● **WHAT YOU WILL DO**
Everything from the line with "Q: Locate the white building" through the last line of the records below should be copied exactly, both ends included.

_ _ _ _ _

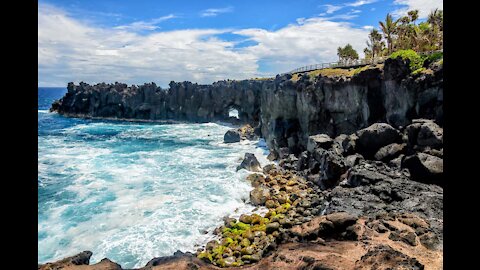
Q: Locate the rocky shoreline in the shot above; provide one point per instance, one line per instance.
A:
(359, 181)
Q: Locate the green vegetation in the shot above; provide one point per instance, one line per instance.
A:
(347, 54)
(335, 72)
(405, 34)
(416, 61)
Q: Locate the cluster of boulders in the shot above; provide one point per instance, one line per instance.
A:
(417, 148)
(365, 174)
(245, 132)
(290, 201)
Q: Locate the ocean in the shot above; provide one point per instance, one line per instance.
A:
(134, 191)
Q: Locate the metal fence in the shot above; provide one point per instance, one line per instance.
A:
(346, 64)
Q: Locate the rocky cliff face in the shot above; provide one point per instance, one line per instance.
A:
(183, 101)
(288, 111)
(293, 111)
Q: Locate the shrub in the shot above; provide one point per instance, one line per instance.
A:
(432, 58)
(416, 61)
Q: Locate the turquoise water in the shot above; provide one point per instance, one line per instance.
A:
(133, 191)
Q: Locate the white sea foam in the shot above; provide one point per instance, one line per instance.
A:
(131, 192)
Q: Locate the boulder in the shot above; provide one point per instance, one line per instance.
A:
(259, 195)
(341, 220)
(425, 168)
(387, 258)
(320, 140)
(372, 138)
(345, 144)
(332, 166)
(430, 134)
(250, 163)
(425, 133)
(231, 136)
(389, 152)
(353, 160)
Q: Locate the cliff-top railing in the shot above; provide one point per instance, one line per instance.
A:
(348, 64)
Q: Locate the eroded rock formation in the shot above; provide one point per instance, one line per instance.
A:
(288, 111)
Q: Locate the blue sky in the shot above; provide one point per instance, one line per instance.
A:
(201, 41)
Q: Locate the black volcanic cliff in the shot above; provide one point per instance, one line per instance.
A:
(287, 111)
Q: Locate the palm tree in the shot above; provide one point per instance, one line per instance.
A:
(389, 28)
(413, 14)
(435, 19)
(375, 43)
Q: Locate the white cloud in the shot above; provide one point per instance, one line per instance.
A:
(314, 41)
(424, 7)
(145, 25)
(73, 50)
(333, 8)
(212, 12)
(361, 3)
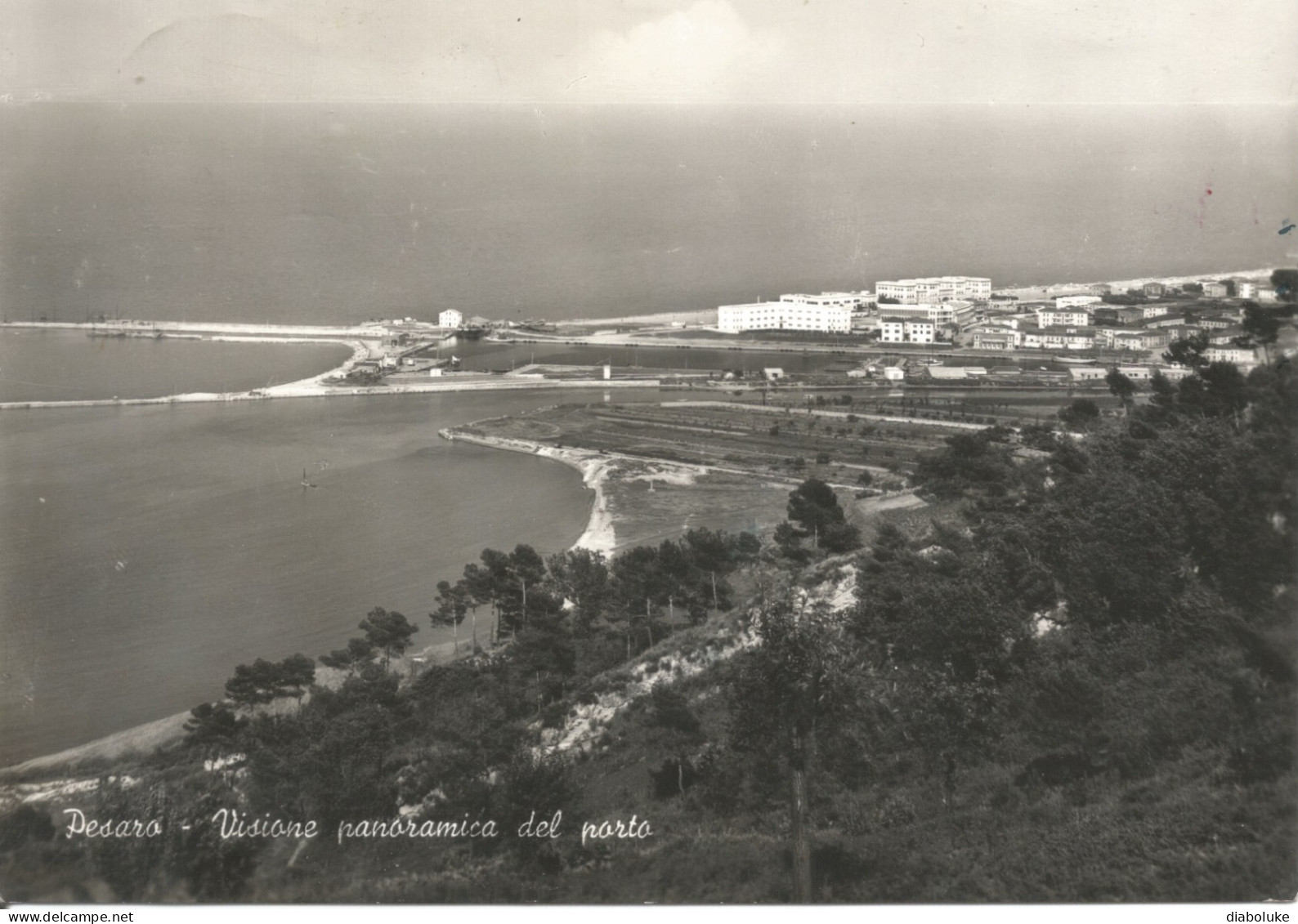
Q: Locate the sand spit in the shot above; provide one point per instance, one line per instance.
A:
(595, 469)
(817, 412)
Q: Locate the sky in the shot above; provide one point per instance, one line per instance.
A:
(653, 51)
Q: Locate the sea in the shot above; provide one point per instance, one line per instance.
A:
(145, 551)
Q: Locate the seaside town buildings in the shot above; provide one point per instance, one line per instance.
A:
(933, 288)
(786, 315)
(960, 310)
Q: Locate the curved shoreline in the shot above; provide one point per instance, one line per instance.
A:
(600, 533)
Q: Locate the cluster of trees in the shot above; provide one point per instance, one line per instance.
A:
(1121, 613)
(814, 514)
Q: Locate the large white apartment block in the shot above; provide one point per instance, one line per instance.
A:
(944, 313)
(828, 299)
(906, 331)
(1062, 318)
(784, 315)
(996, 337)
(1240, 356)
(1077, 300)
(933, 288)
(1059, 337)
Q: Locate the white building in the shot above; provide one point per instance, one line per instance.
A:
(784, 315)
(1077, 300)
(960, 313)
(996, 337)
(906, 331)
(1240, 356)
(1062, 317)
(1059, 337)
(828, 299)
(933, 288)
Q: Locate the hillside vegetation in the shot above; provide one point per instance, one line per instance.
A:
(1074, 685)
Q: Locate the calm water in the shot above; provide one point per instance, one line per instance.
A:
(68, 365)
(148, 551)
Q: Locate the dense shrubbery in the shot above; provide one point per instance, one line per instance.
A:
(1076, 687)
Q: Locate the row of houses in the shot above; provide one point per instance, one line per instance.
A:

_ _ _ _ _

● **SOLUTION FOR THIS PROBLEM**
Q: Locate the white building in the shot above; provide one point per instance, one line per instance.
A:
(784, 315)
(1077, 300)
(960, 313)
(996, 337)
(906, 331)
(1240, 356)
(1062, 317)
(1059, 337)
(828, 299)
(933, 288)
Q: Locate the hillside vegetation in the shot above; provide one point per instance, one line per instance.
A:
(1074, 685)
Q: Locate the calm water in the shot above; provide one point per instance, one line per instance.
A:
(68, 365)
(148, 551)
Q: Locate the dense shrubbery in the shot above; provide one point per instance, one line per instance.
A:
(1076, 687)
Q: Locate the row of houses in the shot above; provide one point per instance, one line per instance.
A:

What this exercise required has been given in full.